Ao longo do século X e da primeira metade do século XI intensificou-se a intervenção do poder laico nos assuntos eclesiásticos. No panorama europeu de meados do século XI, a imagem do imperador brilhava com um brilho sem igual. Quanto à Igreja, esta precisava de um homem forte, de alguém que impusesse o que anteriormente se tinha perdido – a ordem!
Onde estava esse homem? Brevemente iria sair do anonimato alguém “de pequena estatura, desajeitado de aparência, voz débil, mas zeloso defensor do absolutismo papal”. Em 1073 a sua eleição impõe-se com tal evidência que um movimento popular o eleva à dignidade pontifícia. Este homem, o monge Hildebrando, ao ser elevado à dignidade papal, toma o nome de Gregório VII (1073-1085). As suas primeiras acções revelam “o seu invencível desejo de unir os dois poderes - Espiritual e Temporal - para reformar a Igreja”.
Gregório VII, para combater a imoralidade reinante no seio do clero, propõe algumas soluções: 1- Imposição do celibato a todo o clero; 2- Acabar com o escândalo da simonia; 3- Insurge-se contra o direito do imperador de nomear dignitários para a Igreja. Tudo isto para que não existissem quaisquer dúvidas acerca de quem mandava na Igreja! Não poderia haver, portanto, para o corpo, que é a cristandade, duas cabeças: o Papa e o imperador!
Para que as águas pudessem ficar separadas com toda a clareza, Gregório VII irá elaborar, como acima já o referimos e nunca é demais repeti-lo, tal é a sua importância, um documento no qual se poderá ver a expressão do seu pensamento a este respeito. O documento chama-se Dictactus Papae.
Certa vez, Gregório VII teve, um diferendo com o imperador Henrique IV da Alemanha (1056-1106). Do conflito o pontífice sai vencedor. E, para reparar o mal causado, o imperador desloca-se ao encontro do papa, a Canossa, na Toscânia! Ali implora, durante três dias, descalço e com vestes de penitente, o perdão papal!
Quão longe estão os tempos da Igreja simples, humilde, perseguida e oprimida. Tudo isto leva-nos a formular uma simples pergunta: o que é que, já nesta altura, restava da Igreja pura assim como da fonte dos ensinos?

DADOS RECOLHIDOS

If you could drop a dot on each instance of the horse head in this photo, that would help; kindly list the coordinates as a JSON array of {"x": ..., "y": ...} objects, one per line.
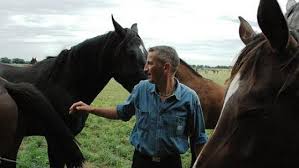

AÇÕES A REALIZAR
- a) Transcreva do texto sobre Gregório VII o trecho que vai de "Para que as" até "fonte dos ensinos?", incluindo estas últimas palavras.
- b) No texto sobre Gregório VII, reescreva em forma de lista o parágrafo que começa por "Gregório VII, para combater a imoralidade", mantendo os factos principais.

RESPOSTAS DO EXERCÍCIO
- a)
Para que as águas pudessem ficar separadas com toda a clareza, Gregório VII irá elaborar, como acima já o referimos e nunca é demais repeti-lo, tal é a sua importância, um documento no qual se poderá ver a expressão do seu pensamento a este respeito. O documento chama-se Dictactus Papae.
Certa vez, Gregório VII teve, um diferendo com o imperador Henrique IV da Alemanha (1056-1106). Do conflito o pontífice sai vencedor. E, para reparar o mal causado, o imperador desloca-se ao encontro do papa, a Canossa, na Toscânia! Ali implora, durante três dias, descalço e com vestes de penitente, o perdão papal!
Quão longe estão os tempos da Igreja simples, humilde, perseguida e oprimida. Tudo isto leva-nos a formular uma simples pergunta: o que é que, já nesta altura, restava da Igreja pura assim como da fonte dos ensinos?

- b)
- Objetivo: combater a imoralidade reinante no clero.
- Imposição do celibato a todo o clero.
- Fim do escândalo da simonia.
- Oposição ao direito do imperador de nomear dignitários para a Igreja.
- Finalidade: não deixar dúvidas sobre quem mandava na Igreja, pois a cristandade não podia ter duas cabeças, o Papa e o imperador.